• [ASSIGNMENT] Please copy out everything from the start of the entries below down to the line containing "positive clicks: (354, 96)", keeping both ends and leaving out the pictures.

[EXTRACTED ENTRIES Boundary: Start]

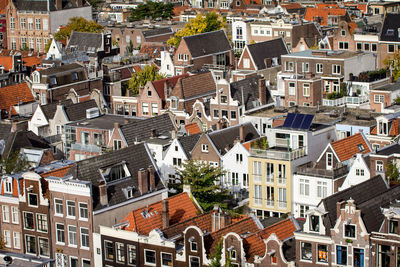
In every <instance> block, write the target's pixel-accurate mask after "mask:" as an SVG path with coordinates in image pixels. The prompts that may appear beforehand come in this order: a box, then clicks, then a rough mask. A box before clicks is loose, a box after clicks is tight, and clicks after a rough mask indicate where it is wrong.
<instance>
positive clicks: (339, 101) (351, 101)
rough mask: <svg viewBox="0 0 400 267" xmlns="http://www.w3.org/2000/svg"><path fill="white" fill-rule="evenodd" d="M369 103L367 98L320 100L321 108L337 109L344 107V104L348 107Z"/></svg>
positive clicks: (354, 96) (352, 96) (347, 96)
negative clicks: (332, 108)
mask: <svg viewBox="0 0 400 267" xmlns="http://www.w3.org/2000/svg"><path fill="white" fill-rule="evenodd" d="M368 101H369V99H368V97H367V96H345V97H342V98H338V99H333V100H331V99H322V105H323V106H329V107H337V106H344V105H345V104H348V105H351V104H353V105H360V104H363V103H367V102H368Z"/></svg>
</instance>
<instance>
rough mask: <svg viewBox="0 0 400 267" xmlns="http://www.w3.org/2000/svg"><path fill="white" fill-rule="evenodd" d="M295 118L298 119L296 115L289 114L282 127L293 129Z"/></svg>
mask: <svg viewBox="0 0 400 267" xmlns="http://www.w3.org/2000/svg"><path fill="white" fill-rule="evenodd" d="M294 117H296V114H295V113H288V115H287V116H286V119H285V122H284V123H283V125H282V127H286V128H290V127H292V124H293V119H294Z"/></svg>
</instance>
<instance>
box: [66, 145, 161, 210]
mask: <svg viewBox="0 0 400 267" xmlns="http://www.w3.org/2000/svg"><path fill="white" fill-rule="evenodd" d="M122 162H125V164H126V167H127V168H128V170H129V173H130V175H131V176H130V177H127V178H124V179H121V180H117V181H113V182H110V183H107V194H108V206H114V205H116V204H120V203H123V202H125V201H127V197H126V196H125V193H124V191H123V189H125V188H128V187H134V192H133V195H134V196H133V197H134V198H136V197H140V196H141V192H140V190H139V189H138V186H139V184H138V171H139V169H141V168H148V167H149V166H153V167H154V169H157V168H156V166H154V165H153V163H152V161H151V155H149V153H148V152H147V150H146V148H145V145H144V144H138V145H135V146H129V147H127V148H124V149H120V150H115V151H112V152H109V153H106V154H103V155H100V156H97V157H93V158H89V159H85V160H82V161H77V162H76V163H75V164H74V165H73V166H72V167H71V169H70V170H69V172H68V173H67V175H68V174H70V175H72V176H73V177H74V178H75V179H79V180H82V181H89V182H91V183H92V186H93V210H99V209H101V208H102V206H101V204H100V199H99V187H98V186H99V184H100V182H102V181H104V179H103V177H102V175H101V174H100V169H104V168H107V167H110V166H113V165H116V164H121V163H122ZM155 178H156V181H155V187H156V190H162V189H164V188H165V187H164V184H163V183H162V181H161V180H160V177H159V176H158V174H157V172H156V175H155Z"/></svg>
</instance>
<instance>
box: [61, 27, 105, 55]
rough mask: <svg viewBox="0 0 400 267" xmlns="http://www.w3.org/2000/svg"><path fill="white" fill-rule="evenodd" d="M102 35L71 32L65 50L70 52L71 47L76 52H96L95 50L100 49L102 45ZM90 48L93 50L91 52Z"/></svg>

[EXTRACTED ENTRIES Boundary: End]

• [SOLUTION FOR THIS EXERCISE]
In every <instance> block, write the target's pixel-accurate mask after "mask:" as an SVG path with coordinates in image pixels. The prompts that may appear beforehand come in this order: a box, then clicks, then a rough mask. A box before clicks is loose, a box after clicks is tight, and clicks after a rough mask indicate where it is wrong.
<instance>
positive clicks: (339, 101) (351, 101)
rough mask: <svg viewBox="0 0 400 267" xmlns="http://www.w3.org/2000/svg"><path fill="white" fill-rule="evenodd" d="M369 103L367 98L320 100L321 108L337 109L344 107V104L348 107Z"/></svg>
positive clicks: (354, 96) (352, 96) (347, 96)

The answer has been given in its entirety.